--- Description of the task ---
Render the material from the line containing "Where can the white concrete" through its end as a JSON list of strings, one string per line, with blank lines omitted. Include no other lines.

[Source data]
- - -
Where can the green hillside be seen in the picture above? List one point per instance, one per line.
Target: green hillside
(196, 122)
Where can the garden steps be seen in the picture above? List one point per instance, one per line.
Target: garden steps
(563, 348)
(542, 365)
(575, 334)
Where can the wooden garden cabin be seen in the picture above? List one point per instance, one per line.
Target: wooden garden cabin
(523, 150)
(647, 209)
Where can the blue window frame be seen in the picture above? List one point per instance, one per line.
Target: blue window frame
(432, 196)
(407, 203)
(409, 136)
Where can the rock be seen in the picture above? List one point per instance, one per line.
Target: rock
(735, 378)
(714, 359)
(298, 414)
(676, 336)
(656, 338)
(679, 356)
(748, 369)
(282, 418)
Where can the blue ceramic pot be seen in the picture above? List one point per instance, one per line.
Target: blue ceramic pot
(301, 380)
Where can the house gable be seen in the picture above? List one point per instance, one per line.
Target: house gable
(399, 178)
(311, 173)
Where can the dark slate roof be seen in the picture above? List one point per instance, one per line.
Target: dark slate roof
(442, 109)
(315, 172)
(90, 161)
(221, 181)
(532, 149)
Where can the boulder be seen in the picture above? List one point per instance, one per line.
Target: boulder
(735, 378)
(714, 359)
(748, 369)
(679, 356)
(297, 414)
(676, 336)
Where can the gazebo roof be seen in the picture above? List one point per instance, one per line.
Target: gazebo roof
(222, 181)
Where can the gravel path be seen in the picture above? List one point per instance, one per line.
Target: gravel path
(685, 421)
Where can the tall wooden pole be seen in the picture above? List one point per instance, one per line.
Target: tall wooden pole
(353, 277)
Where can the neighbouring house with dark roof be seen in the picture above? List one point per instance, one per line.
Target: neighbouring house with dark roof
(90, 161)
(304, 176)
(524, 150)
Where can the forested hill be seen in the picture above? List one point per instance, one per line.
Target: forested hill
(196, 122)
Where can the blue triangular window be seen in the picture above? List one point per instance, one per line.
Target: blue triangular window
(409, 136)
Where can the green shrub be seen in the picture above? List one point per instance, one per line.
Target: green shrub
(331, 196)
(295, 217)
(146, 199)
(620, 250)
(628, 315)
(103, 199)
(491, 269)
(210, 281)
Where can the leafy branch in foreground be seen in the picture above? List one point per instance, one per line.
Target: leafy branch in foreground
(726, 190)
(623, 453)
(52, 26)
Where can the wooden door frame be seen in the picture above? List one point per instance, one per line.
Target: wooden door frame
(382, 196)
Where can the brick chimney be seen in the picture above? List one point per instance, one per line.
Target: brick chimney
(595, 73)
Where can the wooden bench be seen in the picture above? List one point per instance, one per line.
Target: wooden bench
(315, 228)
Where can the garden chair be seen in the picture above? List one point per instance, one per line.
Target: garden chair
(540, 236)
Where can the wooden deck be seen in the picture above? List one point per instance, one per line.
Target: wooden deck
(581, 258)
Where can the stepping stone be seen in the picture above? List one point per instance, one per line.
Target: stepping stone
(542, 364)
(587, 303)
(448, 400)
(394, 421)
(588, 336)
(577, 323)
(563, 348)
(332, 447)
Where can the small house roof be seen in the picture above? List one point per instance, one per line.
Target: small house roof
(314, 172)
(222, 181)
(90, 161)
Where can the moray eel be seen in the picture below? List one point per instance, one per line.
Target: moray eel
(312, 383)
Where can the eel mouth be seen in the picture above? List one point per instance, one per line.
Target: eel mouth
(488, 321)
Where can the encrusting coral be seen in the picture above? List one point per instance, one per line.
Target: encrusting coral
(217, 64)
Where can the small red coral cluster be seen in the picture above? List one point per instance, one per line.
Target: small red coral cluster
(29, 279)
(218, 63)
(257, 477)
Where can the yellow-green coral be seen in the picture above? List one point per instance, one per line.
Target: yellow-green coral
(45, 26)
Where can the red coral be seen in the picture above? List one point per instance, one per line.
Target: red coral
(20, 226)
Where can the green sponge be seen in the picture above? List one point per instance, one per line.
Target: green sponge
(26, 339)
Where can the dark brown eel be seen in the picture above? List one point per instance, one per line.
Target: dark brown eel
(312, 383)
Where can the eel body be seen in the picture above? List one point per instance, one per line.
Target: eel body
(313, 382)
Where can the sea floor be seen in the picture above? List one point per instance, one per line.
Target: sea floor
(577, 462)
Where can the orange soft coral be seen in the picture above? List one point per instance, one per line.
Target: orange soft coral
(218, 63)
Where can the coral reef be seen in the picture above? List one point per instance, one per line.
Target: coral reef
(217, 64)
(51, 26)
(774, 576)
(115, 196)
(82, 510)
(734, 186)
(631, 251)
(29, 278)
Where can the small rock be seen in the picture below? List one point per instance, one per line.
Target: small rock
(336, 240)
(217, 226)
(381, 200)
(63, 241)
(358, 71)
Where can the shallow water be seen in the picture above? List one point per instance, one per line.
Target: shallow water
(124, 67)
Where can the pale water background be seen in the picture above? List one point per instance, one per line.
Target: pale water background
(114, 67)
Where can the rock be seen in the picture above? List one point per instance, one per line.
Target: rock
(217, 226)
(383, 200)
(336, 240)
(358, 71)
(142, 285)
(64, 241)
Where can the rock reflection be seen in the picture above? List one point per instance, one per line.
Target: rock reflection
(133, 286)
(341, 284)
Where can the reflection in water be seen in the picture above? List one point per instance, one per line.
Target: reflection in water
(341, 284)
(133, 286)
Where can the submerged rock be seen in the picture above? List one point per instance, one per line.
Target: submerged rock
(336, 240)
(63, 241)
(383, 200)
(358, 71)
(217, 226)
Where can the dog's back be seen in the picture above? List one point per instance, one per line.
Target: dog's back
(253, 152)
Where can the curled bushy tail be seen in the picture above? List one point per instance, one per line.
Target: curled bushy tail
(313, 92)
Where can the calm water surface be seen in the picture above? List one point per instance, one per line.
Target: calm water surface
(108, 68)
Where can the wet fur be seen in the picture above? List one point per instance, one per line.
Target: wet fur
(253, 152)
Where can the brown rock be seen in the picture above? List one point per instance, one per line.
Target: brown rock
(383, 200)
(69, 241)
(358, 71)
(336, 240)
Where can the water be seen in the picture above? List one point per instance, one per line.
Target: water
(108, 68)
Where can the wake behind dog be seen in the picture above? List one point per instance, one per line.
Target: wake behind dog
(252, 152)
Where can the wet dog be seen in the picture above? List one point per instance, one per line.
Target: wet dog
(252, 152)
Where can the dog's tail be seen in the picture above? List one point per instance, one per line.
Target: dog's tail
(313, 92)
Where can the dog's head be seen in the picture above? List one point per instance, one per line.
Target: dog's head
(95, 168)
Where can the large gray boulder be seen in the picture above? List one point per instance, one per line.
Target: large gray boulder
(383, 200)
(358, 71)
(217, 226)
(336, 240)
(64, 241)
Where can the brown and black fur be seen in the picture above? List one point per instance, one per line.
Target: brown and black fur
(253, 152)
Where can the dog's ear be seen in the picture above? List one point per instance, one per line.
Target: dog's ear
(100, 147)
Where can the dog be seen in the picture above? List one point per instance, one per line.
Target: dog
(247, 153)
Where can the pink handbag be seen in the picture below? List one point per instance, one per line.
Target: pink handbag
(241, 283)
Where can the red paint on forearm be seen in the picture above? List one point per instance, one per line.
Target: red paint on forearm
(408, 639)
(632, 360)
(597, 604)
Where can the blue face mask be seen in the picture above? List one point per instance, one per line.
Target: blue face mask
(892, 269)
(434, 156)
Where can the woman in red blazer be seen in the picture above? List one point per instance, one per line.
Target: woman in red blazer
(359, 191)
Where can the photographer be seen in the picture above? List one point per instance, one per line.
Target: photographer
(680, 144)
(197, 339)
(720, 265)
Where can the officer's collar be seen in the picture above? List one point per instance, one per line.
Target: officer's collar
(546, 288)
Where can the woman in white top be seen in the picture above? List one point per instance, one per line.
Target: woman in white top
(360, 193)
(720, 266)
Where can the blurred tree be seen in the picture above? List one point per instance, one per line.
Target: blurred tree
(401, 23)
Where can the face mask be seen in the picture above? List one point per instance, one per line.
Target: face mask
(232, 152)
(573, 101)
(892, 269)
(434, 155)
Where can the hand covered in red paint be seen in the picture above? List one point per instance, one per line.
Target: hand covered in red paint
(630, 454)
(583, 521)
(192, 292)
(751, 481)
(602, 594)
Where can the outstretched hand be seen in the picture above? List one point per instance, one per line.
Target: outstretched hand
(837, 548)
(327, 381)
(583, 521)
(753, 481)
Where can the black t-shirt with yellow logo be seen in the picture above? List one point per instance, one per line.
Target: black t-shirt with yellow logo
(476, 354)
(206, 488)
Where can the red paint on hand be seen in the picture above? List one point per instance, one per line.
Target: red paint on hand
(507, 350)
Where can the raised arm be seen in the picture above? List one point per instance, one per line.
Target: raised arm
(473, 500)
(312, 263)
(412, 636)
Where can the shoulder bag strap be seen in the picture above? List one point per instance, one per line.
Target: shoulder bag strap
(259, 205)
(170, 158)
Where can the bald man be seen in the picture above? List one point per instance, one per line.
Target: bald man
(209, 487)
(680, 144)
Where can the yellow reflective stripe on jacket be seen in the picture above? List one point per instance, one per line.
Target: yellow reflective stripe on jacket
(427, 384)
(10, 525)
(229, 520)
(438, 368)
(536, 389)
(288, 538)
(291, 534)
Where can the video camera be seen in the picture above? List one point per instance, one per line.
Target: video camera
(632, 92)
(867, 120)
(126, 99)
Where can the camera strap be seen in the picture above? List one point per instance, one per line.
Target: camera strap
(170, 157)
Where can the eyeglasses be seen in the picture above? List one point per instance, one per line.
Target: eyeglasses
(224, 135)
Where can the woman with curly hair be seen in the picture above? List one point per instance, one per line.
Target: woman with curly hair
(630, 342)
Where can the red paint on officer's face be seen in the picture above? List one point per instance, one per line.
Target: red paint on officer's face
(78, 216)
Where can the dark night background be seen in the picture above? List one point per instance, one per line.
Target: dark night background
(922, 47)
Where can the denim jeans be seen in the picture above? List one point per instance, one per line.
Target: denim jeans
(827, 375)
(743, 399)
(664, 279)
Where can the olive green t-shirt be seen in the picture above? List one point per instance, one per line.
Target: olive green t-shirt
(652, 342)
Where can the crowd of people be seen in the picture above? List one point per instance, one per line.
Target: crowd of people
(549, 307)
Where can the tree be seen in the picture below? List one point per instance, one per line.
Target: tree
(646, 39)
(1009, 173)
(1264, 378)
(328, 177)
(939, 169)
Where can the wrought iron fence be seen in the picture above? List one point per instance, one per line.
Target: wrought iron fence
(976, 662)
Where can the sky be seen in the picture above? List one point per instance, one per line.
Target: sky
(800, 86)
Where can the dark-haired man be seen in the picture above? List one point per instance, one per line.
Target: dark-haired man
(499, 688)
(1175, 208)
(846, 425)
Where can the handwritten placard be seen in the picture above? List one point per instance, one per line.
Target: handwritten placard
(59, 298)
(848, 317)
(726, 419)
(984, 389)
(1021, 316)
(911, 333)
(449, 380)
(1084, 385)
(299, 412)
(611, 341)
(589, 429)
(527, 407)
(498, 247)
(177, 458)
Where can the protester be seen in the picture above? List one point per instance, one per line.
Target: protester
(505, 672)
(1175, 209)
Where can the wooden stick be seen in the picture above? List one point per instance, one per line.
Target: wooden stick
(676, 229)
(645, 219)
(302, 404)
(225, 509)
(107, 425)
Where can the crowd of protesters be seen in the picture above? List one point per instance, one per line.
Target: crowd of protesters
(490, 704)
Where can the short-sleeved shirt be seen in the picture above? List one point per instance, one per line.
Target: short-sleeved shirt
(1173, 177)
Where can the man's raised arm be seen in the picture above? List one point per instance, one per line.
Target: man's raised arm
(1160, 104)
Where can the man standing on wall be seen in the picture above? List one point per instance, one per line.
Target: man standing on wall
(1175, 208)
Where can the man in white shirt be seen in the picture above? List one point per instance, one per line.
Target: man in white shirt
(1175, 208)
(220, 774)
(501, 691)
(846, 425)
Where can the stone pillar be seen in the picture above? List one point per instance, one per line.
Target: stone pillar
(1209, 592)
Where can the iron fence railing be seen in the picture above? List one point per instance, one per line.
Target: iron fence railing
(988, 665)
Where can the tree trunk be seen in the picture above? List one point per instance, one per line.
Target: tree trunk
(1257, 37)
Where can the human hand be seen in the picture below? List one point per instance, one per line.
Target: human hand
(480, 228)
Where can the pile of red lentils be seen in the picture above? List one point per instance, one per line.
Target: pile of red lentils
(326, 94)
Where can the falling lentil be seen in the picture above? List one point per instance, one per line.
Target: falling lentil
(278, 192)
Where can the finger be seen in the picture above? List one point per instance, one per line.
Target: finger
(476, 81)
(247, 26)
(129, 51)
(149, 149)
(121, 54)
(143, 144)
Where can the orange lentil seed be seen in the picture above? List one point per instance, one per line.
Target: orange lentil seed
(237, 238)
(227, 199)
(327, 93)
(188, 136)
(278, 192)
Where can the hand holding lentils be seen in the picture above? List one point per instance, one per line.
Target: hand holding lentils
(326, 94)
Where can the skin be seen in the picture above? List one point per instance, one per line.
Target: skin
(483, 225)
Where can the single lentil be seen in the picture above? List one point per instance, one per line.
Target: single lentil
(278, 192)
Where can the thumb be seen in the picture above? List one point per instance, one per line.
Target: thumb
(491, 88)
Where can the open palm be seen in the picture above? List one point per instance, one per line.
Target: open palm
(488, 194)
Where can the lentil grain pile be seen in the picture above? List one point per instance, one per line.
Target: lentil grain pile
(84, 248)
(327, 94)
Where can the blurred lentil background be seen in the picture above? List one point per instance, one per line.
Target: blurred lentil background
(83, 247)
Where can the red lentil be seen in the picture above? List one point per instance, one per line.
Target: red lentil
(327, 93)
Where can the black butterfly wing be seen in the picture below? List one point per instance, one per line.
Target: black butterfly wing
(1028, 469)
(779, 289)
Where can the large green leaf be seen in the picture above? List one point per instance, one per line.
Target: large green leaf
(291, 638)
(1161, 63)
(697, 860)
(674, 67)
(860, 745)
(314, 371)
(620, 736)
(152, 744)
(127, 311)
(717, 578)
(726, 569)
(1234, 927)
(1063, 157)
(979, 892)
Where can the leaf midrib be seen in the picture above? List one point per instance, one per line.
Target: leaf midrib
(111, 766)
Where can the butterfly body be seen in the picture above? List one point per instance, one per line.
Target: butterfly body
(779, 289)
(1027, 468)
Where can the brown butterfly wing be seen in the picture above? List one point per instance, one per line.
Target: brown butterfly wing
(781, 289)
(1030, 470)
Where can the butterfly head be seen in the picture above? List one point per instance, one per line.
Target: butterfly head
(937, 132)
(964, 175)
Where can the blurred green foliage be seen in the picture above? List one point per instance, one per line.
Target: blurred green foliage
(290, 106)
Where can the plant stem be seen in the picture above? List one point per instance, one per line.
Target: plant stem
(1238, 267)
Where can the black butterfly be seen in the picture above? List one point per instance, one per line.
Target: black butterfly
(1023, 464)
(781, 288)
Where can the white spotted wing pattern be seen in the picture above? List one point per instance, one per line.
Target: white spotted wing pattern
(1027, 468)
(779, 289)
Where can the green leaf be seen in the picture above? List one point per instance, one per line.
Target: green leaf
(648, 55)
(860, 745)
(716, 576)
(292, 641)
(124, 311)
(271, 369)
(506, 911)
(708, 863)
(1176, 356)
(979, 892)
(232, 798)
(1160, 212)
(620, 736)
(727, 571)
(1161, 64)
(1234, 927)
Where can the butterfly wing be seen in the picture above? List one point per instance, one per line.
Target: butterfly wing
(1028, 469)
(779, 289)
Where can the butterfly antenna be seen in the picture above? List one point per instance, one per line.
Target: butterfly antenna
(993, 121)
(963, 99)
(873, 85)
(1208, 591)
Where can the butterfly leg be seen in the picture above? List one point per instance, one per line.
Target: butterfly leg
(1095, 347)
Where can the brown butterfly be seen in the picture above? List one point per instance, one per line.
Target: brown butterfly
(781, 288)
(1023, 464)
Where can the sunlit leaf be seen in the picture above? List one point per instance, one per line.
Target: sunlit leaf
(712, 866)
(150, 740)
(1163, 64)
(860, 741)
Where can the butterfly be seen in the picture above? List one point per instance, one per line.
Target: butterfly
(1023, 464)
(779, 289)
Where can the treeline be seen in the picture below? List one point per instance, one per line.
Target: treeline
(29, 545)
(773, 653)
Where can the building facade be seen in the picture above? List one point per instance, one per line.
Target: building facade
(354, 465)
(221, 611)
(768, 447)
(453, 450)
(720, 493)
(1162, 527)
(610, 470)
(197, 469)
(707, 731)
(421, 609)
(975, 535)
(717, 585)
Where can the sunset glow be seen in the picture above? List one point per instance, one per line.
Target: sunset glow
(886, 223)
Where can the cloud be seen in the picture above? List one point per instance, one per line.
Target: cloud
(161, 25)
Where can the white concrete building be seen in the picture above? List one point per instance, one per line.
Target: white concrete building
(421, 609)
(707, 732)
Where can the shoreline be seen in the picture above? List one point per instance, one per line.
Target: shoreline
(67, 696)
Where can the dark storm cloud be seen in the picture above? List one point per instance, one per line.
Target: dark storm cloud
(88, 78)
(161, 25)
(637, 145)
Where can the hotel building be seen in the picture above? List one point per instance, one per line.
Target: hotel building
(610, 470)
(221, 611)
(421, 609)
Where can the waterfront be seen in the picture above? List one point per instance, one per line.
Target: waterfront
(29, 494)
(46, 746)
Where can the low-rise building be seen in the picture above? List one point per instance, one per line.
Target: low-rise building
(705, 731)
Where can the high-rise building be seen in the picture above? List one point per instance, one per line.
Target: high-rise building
- - -
--- Solution to this problem ---
[
  "Where can the white concrete building be seen in the picture above? List one point per instance, one per line.",
  "Target: white concrete building",
  "(421, 609)",
  "(707, 732)",
  "Where can the shoreline be seen in the picture above? List one point per instance, one per line.",
  "Target: shoreline",
  "(67, 696)",
  "Where can the dark storm cloud be seen in the picture above? List one point per instance, one per line.",
  "Target: dark storm cloud",
  "(88, 78)",
  "(161, 25)",
  "(637, 145)",
  "Where can the hotel building be seen in the picture above? List one point per instance, one per line.",
  "Target: hotel building",
  "(610, 470)",
  "(221, 611)",
  "(421, 609)",
  "Where can the waterfront be seen in the picture above? List one point per instance, one per line.",
  "Target: waterfront",
  "(29, 494)",
  "(46, 746)",
  "Where can the low-rise building be seen in the picture above? List one point per instance, one per line.",
  "Target: low-rise building",
  "(705, 731)",
  "Where can the high-rise building be seen in the picture above? List one point per instance, one per line.",
  "Target: high-rise building"
]